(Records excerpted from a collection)
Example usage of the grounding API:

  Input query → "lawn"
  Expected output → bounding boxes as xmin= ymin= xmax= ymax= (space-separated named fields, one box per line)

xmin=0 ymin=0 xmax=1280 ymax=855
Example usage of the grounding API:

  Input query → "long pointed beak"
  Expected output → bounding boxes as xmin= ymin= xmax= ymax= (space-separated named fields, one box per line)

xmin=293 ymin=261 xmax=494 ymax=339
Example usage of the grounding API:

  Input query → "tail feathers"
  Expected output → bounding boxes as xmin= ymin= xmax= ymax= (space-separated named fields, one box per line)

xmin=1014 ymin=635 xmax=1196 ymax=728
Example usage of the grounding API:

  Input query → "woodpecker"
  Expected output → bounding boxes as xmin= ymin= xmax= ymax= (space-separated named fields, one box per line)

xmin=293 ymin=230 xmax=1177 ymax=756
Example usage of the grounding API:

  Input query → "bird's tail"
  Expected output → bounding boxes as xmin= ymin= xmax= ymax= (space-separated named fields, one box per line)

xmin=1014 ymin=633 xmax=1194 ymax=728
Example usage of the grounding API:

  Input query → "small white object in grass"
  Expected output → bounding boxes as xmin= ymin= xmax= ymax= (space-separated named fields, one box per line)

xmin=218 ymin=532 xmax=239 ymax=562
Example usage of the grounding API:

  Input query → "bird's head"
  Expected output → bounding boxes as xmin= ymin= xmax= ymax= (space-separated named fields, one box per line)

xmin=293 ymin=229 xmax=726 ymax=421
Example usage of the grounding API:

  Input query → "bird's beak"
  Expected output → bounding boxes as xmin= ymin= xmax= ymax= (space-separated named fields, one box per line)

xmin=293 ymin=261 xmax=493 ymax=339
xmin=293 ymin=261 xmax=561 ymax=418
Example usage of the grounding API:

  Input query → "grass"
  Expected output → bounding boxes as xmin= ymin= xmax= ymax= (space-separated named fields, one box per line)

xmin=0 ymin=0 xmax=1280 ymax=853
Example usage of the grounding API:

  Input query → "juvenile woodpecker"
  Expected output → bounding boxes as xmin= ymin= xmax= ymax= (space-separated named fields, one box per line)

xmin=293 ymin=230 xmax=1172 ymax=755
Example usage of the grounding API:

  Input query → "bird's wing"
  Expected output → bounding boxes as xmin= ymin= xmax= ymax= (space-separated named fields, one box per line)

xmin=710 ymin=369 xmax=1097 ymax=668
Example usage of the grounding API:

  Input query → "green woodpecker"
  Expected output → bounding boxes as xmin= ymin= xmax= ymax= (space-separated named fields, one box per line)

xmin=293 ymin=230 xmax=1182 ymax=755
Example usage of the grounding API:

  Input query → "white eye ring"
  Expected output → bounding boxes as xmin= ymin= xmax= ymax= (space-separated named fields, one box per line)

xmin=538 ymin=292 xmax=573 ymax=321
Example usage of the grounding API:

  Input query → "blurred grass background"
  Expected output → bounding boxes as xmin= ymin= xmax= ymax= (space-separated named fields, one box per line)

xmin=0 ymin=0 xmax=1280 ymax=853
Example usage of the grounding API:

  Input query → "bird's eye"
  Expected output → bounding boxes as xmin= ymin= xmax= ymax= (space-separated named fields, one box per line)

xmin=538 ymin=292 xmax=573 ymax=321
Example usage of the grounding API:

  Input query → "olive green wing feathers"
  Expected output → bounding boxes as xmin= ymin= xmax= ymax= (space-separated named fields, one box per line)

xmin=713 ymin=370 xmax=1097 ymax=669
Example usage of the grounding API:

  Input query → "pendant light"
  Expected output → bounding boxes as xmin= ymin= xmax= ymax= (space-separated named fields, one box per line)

* _WORK REQUIRED_
Starting at the beginning of the records and ending with the line that contains "xmin=293 ymin=261 xmax=561 ymax=418", can you give those lines again with "beak" changed to "bill" and nothing else altered?

* _ANSWER_
Example usage of the grounding API:

  Input query → "lawn"
  Expected output → bounding boxes as xmin= ymin= xmax= ymax= (space-separated named fields, one box per line)

xmin=0 ymin=0 xmax=1280 ymax=855
Example usage of the grounding API:

  Input query → "long pointed bill"
  Expected output → bounding boxes as xmin= ymin= xmax= ymax= (space-separated named fields, one box per line)

xmin=293 ymin=261 xmax=494 ymax=339
Example usage of the grounding API:

  Input query → "tail feathers"
  Expected output → bounding boxes as xmin= ymin= xmax= ymax= (space-separated named fields, one box per line)

xmin=1014 ymin=635 xmax=1196 ymax=728
Example usage of the grounding API:

  Input query → "woodpecker"
  Expected output → bounding boxes as xmin= ymin= xmax= ymax= (space-separated named fields, one box per line)

xmin=293 ymin=230 xmax=1177 ymax=756
Example usage of the grounding API:

  Input query → "bird's tail"
  Expected output → bounding boxes as xmin= ymin= xmax= ymax= (space-separated named fields, one box per line)

xmin=1014 ymin=633 xmax=1194 ymax=728
Example usage of the grounding API:

  Input query → "small white object in grass"
  Expected output → bounding boxes as xmin= ymin= xmax= ymax= (space-separated named fields, one box per line)

xmin=218 ymin=532 xmax=239 ymax=562
Example usage of the grounding API:

  Input query → "bird's head"
  Expected output → bounding boxes as xmin= ymin= xmax= ymax= (space-separated named fields, one box per line)

xmin=293 ymin=229 xmax=726 ymax=421
Example usage of the grounding API:

  Input query → "bird's bill"
  Expected output → bounding boxes as xmin= ymin= xmax= ymax= (space-separated named fields, one box per line)

xmin=293 ymin=261 xmax=493 ymax=339
xmin=293 ymin=261 xmax=561 ymax=418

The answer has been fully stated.